▶ **Page extract**
- - - -

Starting in 1977, there was an upsurge in the production of disco-like records with a soul, rhythm and blues, and gospel feel: club music was born. The most significant difference between disco and club was rhythm. Club rhythms were more complex and more Africanized. With club music, the gay black subculture reappropriated the disco impulse, as demonstrated by the evolution in disco superstar Sylvester's music.
In 1978 Sylvester had a big hit with "Disco Heat"; in 1980 he released another smash, "Fever." "Disco Heat" was a classic example of the type of disco popular among gay Afro-Americans. At 136 beats per minute it combined the high energy aspect of white gay disco with the orchestral flourishes of contemporary soul. The song also contained the metronomic bass drum that characterized all disco. It was only the gospel and soul-influenced vocals of Sylvester and his back-up singers, Two Tons o’Fun, that distinguished the music from whiter genres of disco.
"Fever," on the other hand, more dearly reflects a black/African sensibility. To begin with, the song starts with the rhythmic beating of cow bells. Sylvester also slowed the beat down to a funkier 116 beats per minute and added polyrhythmic conga and bongo drumming. The drumming is constant throughout the song and is as dominant as any other sound in it. Just as significant, in terms of Africanizing the music, was the removal of the metronomic bass drum that served to beat time in disco. In African music there is no single main beat; the beat emerges from the relation of cross-rhythms and is provided by the listener or dancer, not the musician. By removing the explicit time-keeping bass of disco, Sylvester had reintroduced the African concept of the "hidden rhythm."

- - - -

▶ **Items**
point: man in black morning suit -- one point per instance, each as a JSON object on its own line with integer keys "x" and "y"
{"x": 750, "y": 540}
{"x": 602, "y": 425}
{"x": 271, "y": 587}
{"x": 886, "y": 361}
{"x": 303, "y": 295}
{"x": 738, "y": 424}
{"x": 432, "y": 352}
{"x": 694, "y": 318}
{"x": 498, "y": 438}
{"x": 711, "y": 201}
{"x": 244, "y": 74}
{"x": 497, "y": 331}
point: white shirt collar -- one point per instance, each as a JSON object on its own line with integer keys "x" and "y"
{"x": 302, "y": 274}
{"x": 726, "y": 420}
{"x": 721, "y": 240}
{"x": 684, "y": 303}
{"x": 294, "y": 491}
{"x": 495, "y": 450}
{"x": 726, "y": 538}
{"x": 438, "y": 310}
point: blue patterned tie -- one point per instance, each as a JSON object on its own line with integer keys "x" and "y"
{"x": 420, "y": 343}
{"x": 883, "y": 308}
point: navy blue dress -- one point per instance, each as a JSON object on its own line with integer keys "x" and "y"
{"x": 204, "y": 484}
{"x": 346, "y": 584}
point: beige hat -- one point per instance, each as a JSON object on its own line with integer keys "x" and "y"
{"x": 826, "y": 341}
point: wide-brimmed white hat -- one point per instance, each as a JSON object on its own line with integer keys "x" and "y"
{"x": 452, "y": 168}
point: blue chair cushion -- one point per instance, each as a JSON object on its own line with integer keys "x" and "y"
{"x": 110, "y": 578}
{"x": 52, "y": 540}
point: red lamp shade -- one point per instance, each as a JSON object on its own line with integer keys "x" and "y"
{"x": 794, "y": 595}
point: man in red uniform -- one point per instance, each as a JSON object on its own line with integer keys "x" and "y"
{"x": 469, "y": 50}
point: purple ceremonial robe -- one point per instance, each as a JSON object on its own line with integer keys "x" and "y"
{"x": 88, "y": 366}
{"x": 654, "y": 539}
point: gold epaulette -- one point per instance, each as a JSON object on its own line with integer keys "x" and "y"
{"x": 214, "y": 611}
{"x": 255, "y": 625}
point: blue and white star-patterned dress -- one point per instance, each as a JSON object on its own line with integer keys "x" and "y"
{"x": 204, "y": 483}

- - - -

▶ **Required work**
Reproduce the club music passage in full, word for word. The entries have no connection to the club music passage.

▶ **Full answer**
Starting in 1977, there was an upsurge in the production of disco-like records with a soul, rhythm and blues, and gospel feel: club music was born. The most significant difference between disco and club was rhythm. Club rhythms were more complex and more Africanized. With club music, the gay black subculture reappropriated the disco impulse, as demonstrated by the evolution in disco superstar Sylvester's music.
In 1978 Sylvester had a big hit with "Disco Heat"; in 1980 he released another smash, "Fever." "Disco Heat" was a classic example of the type of disco popular among gay Afro-Americans. At 136 beats per minute it combined the high energy aspect of white gay disco with the orchestral flourishes of contemporary soul. The song also contained the metronomic bass drum that characterized all disco. It was only the gospel and soul-influenced vocals of Sylvester and his back-up singers, Two Tons o’Fun, that distinguished the music from whiter genres of disco.
"Fever," on the other hand, more dearly reflects a black/African sensibility. To begin with, the song starts with the rhythmic beating of cow bells. Sylvester also slowed the beat down to a funkier 116 beats per minute and added polyrhythmic conga and bongo drumming. The drumming is constant throughout the song and is as dominant as any other sound in it. Just as significant, in terms of Africanizing the music, was the removal of the metronomic bass drum that served to beat time in disco. In African music there is no single main beat; the beat emerges from the relation of cross-rhythms and is provided by the listener or dancer, not the musician. By removing the explicit time-keeping bass of disco, Sylvester had reintroduced the African concept of the "hidden rhythm."